-- Start of Data provided --

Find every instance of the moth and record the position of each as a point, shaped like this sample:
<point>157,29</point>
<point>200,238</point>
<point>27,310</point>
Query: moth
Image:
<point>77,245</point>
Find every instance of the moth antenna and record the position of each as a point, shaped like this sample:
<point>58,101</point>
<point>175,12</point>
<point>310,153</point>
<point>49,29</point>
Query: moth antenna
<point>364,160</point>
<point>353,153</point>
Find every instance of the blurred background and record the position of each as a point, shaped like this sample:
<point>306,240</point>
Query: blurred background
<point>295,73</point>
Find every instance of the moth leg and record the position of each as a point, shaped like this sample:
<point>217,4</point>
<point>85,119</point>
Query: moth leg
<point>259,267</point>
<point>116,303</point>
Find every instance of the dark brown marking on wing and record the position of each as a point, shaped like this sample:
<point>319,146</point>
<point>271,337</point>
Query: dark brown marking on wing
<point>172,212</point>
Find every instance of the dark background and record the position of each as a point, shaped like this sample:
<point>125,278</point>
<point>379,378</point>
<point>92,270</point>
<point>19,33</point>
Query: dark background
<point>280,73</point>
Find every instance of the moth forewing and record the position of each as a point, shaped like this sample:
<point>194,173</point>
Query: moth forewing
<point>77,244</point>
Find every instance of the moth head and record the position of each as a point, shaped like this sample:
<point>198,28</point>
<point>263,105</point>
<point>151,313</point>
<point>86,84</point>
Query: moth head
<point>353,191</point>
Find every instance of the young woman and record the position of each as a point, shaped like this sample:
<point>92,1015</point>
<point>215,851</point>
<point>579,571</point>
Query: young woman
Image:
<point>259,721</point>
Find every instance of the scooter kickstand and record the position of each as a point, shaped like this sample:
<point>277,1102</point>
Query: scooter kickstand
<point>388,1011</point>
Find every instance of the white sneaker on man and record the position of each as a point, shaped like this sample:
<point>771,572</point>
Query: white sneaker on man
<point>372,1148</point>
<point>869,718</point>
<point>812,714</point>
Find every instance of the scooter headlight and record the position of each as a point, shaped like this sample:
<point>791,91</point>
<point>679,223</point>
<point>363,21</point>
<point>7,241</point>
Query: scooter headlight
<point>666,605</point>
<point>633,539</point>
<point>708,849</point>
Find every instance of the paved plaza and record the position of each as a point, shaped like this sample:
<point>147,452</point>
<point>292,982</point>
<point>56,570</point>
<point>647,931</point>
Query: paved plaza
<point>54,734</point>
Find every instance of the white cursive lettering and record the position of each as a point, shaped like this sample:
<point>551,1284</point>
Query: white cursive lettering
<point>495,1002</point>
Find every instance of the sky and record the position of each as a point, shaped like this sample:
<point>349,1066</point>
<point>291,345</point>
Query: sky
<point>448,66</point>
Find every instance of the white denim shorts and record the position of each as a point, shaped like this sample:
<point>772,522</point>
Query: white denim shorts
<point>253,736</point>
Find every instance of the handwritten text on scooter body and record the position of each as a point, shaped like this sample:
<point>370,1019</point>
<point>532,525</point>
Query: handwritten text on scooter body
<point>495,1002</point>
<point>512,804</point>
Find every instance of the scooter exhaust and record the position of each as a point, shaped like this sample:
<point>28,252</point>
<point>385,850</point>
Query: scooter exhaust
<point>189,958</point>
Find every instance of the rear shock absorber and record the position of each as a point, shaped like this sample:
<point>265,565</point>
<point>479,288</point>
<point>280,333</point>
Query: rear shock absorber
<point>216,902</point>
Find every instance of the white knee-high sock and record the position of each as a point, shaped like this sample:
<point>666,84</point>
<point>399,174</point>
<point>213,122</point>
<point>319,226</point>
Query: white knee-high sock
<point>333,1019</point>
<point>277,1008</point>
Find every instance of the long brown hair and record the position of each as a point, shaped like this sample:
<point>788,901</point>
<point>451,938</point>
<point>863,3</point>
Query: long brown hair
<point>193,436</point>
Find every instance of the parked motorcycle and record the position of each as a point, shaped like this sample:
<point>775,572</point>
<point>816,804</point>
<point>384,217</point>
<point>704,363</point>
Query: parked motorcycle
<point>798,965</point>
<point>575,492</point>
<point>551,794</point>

-- End of Data provided --

▶ [Stated task]: Can you copy all of the rows above word for word?

▶ [Exercise answer]:
Find every instance of the moth and record the position of each as a point, shaped like this sample:
<point>157,29</point>
<point>200,238</point>
<point>27,310</point>
Query: moth
Image:
<point>77,245</point>
Find every instance of the moth antenna and record the position of each as a point, shaped like this sample:
<point>58,101</point>
<point>175,12</point>
<point>310,153</point>
<point>49,29</point>
Query: moth antenna
<point>364,160</point>
<point>353,153</point>
Find every instance of the blurred background and record the position of each as a point, shaped like this sample:
<point>306,240</point>
Query: blurred background
<point>295,73</point>
Find every instance of the moth leg and record the position of each as a point, shaped like this sample:
<point>217,4</point>
<point>85,119</point>
Query: moth leg
<point>259,267</point>
<point>116,303</point>
Find every instance of the dark brown marking on wing and record the position of each as a point, shaped like this sample:
<point>319,146</point>
<point>271,337</point>
Query: dark brown marking on wing
<point>172,212</point>
Find every instance of the dark background and record the position of each as a point, shaped like this sample:
<point>125,278</point>
<point>379,378</point>
<point>92,270</point>
<point>19,33</point>
Query: dark background
<point>280,73</point>
Find every instance of the moth forewing and record the position of each as a point, shaped like this sample:
<point>194,173</point>
Query: moth forewing
<point>77,244</point>
Find every instance of the moth head and record the position of each as a point, shaped like this sample:
<point>198,28</point>
<point>263,105</point>
<point>151,313</point>
<point>86,84</point>
Query: moth head
<point>353,191</point>
Find every instance of the young woman and record the position of each as a point, shaped like this sample:
<point>92,1015</point>
<point>215,851</point>
<point>579,571</point>
Query: young woman
Image:
<point>259,721</point>
Find every instance of the scooter kickstand and record the position of each as a point, shaped like this sample:
<point>277,1102</point>
Query: scooter kickstand
<point>388,1011</point>
Find every instance of the white sneaker on man and record the position of each as a point, shaped like this sample:
<point>771,572</point>
Query: white sneaker on man
<point>372,1148</point>
<point>869,718</point>
<point>812,714</point>
Find every instance of the scooter headlight and record the position of each as a point, shaped like this sample:
<point>791,91</point>
<point>679,223</point>
<point>363,21</point>
<point>7,241</point>
Query: scooter headlight
<point>666,605</point>
<point>633,539</point>
<point>708,849</point>
Find every instance of the paved plaza and record the position of each as a point, shaped like this sample:
<point>147,452</point>
<point>292,982</point>
<point>56,570</point>
<point>647,931</point>
Query: paved plaza
<point>54,734</point>
Find every instance of the white cursive lettering and record the position of each as a point, shaped like this sample:
<point>551,1284</point>
Query: white cursive lettering
<point>495,1002</point>
Find every instance of the sky and record the position of each as a point, shaped like this sample:
<point>349,1066</point>
<point>291,345</point>
Query: sky
<point>448,66</point>
Find every instance of the white denim shorts and record the position of each as a point, shaped like this sample:
<point>772,522</point>
Query: white denim shorts
<point>253,736</point>
Find every instance of the handwritten text on scooter body and record the position of each as a point, shaped like this sample:
<point>370,1019</point>
<point>532,525</point>
Query: handwritten text on scooter body
<point>495,1002</point>
<point>512,804</point>
Find every instance of the scooter exhaust and record the position of each as a point, shaped like this sample:
<point>28,252</point>
<point>385,850</point>
Query: scooter exhaust
<point>189,958</point>
Find every instance of the rear shock absorber and record the position of each as a point, shaped like this sample:
<point>265,565</point>
<point>479,288</point>
<point>280,333</point>
Query: rear shock absorber
<point>216,902</point>
Find every instance of the white knee-high sock and record the position of each as a point, shaped like this sample:
<point>666,84</point>
<point>399,174</point>
<point>213,122</point>
<point>319,226</point>
Query: white knee-high sock
<point>333,1019</point>
<point>277,1008</point>
Find every instance of the long brown hair and record the position of each as a point, shaped like this sample:
<point>788,901</point>
<point>451,938</point>
<point>863,3</point>
Query: long brown hair
<point>193,436</point>
Find every instance of the parked motorcycle and record the position of each as a point, shaped like this sample:
<point>775,572</point>
<point>816,804</point>
<point>384,217</point>
<point>704,363</point>
Query: parked motorcycle
<point>798,965</point>
<point>575,492</point>
<point>551,794</point>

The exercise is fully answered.